(Dataset entries):

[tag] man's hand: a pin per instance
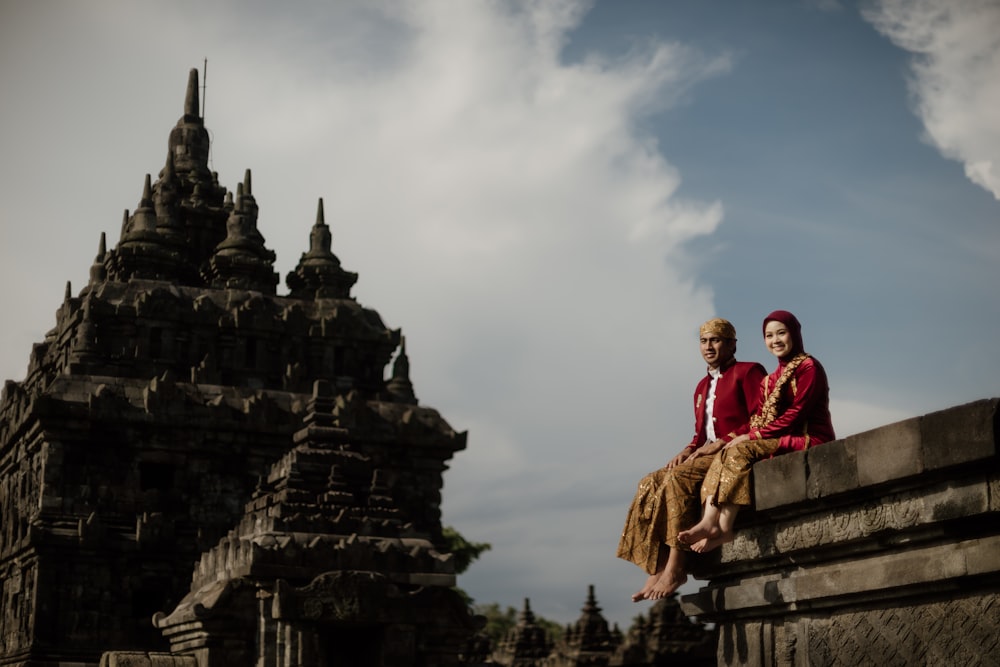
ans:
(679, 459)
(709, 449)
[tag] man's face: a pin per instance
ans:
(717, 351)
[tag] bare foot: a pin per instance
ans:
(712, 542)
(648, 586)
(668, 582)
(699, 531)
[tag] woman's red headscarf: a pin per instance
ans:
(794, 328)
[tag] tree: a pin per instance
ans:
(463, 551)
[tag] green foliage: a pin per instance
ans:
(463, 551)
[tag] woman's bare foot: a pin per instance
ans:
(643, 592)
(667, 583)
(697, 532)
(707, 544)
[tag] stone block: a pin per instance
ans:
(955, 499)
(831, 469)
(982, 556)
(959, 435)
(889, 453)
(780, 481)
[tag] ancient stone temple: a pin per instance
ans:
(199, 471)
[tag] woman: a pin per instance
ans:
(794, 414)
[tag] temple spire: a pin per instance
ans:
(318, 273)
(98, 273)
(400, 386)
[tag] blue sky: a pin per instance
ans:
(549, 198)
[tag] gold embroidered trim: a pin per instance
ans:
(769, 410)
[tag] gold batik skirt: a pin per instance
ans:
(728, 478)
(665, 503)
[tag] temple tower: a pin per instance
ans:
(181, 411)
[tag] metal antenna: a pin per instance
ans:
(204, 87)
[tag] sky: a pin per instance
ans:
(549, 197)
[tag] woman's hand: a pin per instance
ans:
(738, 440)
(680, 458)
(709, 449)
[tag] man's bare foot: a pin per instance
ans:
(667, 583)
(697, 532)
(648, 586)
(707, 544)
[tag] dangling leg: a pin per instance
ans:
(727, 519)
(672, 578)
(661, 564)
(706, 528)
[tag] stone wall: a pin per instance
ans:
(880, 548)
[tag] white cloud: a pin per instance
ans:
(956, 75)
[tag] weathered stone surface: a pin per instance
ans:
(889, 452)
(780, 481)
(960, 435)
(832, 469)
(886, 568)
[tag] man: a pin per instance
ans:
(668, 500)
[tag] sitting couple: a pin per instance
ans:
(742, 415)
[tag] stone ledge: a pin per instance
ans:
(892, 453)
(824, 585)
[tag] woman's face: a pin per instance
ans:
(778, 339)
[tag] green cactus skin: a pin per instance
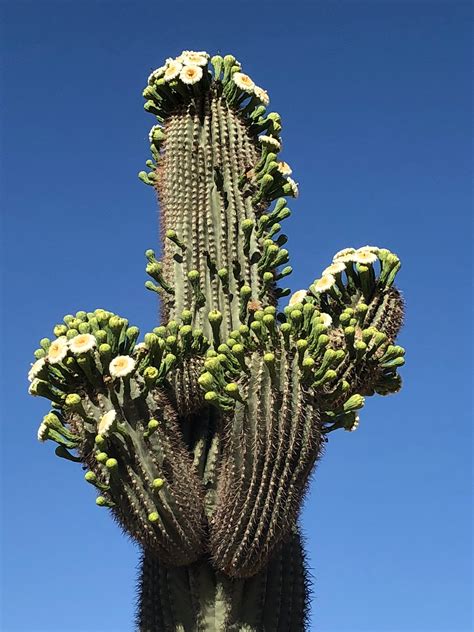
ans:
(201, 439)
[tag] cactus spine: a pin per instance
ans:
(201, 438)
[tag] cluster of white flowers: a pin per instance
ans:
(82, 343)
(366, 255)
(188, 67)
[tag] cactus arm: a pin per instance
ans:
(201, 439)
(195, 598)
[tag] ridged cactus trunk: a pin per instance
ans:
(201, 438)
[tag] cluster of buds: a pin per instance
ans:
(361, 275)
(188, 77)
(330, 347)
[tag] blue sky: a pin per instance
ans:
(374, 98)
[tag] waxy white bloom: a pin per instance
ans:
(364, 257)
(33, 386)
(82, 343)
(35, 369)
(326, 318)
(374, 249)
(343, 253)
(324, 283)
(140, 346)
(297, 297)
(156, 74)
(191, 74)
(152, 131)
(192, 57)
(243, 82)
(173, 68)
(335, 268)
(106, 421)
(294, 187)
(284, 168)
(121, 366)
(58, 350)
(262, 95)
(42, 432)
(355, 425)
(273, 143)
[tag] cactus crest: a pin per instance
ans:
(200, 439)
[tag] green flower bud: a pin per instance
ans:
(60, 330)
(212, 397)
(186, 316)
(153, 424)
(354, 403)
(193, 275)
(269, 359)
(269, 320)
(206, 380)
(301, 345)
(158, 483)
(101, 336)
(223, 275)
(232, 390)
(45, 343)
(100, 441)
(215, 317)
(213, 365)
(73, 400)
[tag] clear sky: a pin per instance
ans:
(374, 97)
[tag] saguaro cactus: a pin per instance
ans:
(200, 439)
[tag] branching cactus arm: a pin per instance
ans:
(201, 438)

(Exercise prompt):
Images in the records should not be copied. Repeat all the rest exactly.

(The result):
[tag] man's hand: a pin per instance
ans:
(679, 459)
(709, 449)
[tag] man's face: a pin per instance
ans:
(717, 351)
[tag] bare foot: a pin per instance
ans:
(712, 542)
(648, 586)
(668, 582)
(699, 531)
[tag] woman's red headscarf: a pin per instance
ans:
(794, 328)
[tag] tree: a pin per instance
ans:
(463, 551)
[tag] green foliage: a pin per instance
ans:
(463, 551)
[tag] woman's bare foot: a pin per instance
ans:
(643, 592)
(667, 583)
(697, 532)
(707, 544)
[tag] stone block: a pin per instance
ans:
(955, 499)
(831, 469)
(982, 556)
(959, 435)
(889, 453)
(780, 481)
[tag] ancient stone temple: a pin per instance
ans:
(199, 471)
[tag] woman: a pin per instance
ans:
(794, 414)
[tag] temple spire: a pin per instance
ans:
(318, 273)
(98, 273)
(400, 386)
[tag] blue sky: a pin per instance
ans:
(549, 198)
[tag] gold embroidered trim: a pin per instance
ans:
(769, 410)
[tag] gold batik skirt: a pin per instance
ans:
(728, 478)
(665, 503)
[tag] temple tower: a pin per instance
ans:
(181, 411)
[tag] metal antenna: a pin per instance
ans:
(204, 87)
[tag] sky: a pin per instance
ans:
(549, 197)
[tag] woman's hand: a pin per instance
ans:
(738, 440)
(680, 458)
(709, 449)
[tag] man's bare foot: a pin per instance
ans:
(667, 583)
(697, 532)
(648, 586)
(707, 544)
[tag] dangling leg: a pin per instance
ans:
(727, 519)
(672, 578)
(661, 564)
(706, 528)
[tag] stone wall: a pin per instance
ans:
(880, 548)
[tag] white cloud: a pin per instance
ans:
(956, 75)
[tag] weathered stone surface: a pin per instance
ans:
(889, 452)
(780, 481)
(960, 435)
(832, 469)
(886, 568)
[tag] man: a pin per instance
ans:
(668, 500)
[tag] sitting couple: a pin per instance
ans:
(742, 415)
[tag] stone ledge: a pin per instance
ans:
(892, 453)
(824, 585)
[tag] woman's face: a pin per instance
ans:
(778, 339)
[tag] green cactus skin: a pin per instance
ans:
(201, 439)
[tag] cactus spine: a pin per instance
ans:
(201, 438)
[tag] cluster of white flowers: a pin per instance
ans:
(82, 343)
(366, 255)
(188, 67)
[tag] cactus arm: a pin per instance
ans:
(201, 439)
(195, 598)
[tag] ridged cactus trunk: a pin per instance
ans:
(201, 438)
[tag] cluster of buds: a pin per instance
ans:
(361, 275)
(188, 77)
(330, 347)
[tag] blue sky: a pin per instance
ans:
(374, 98)
[tag] waxy white bloom: a pin per instance
ans:
(364, 257)
(33, 386)
(82, 343)
(35, 369)
(326, 318)
(374, 249)
(343, 253)
(324, 283)
(140, 346)
(297, 297)
(156, 74)
(191, 74)
(152, 131)
(192, 57)
(243, 82)
(173, 68)
(335, 268)
(106, 421)
(294, 187)
(284, 168)
(121, 366)
(58, 350)
(262, 95)
(42, 432)
(355, 425)
(273, 143)
[tag] cactus crest: a pin per instance
ans:
(200, 439)
[tag] green flower bud: a pin per instance
ans:
(60, 330)
(212, 397)
(186, 316)
(153, 424)
(354, 403)
(193, 275)
(269, 359)
(269, 320)
(206, 380)
(301, 345)
(158, 483)
(101, 336)
(223, 275)
(232, 390)
(45, 343)
(100, 441)
(215, 317)
(213, 365)
(73, 400)
[tag] clear sky: a pin per instance
ans:
(374, 97)
[tag] saguaro cactus: a pin per instance
ans:
(200, 439)
[tag] branching cactus arm: a pin per instance
ans:
(201, 438)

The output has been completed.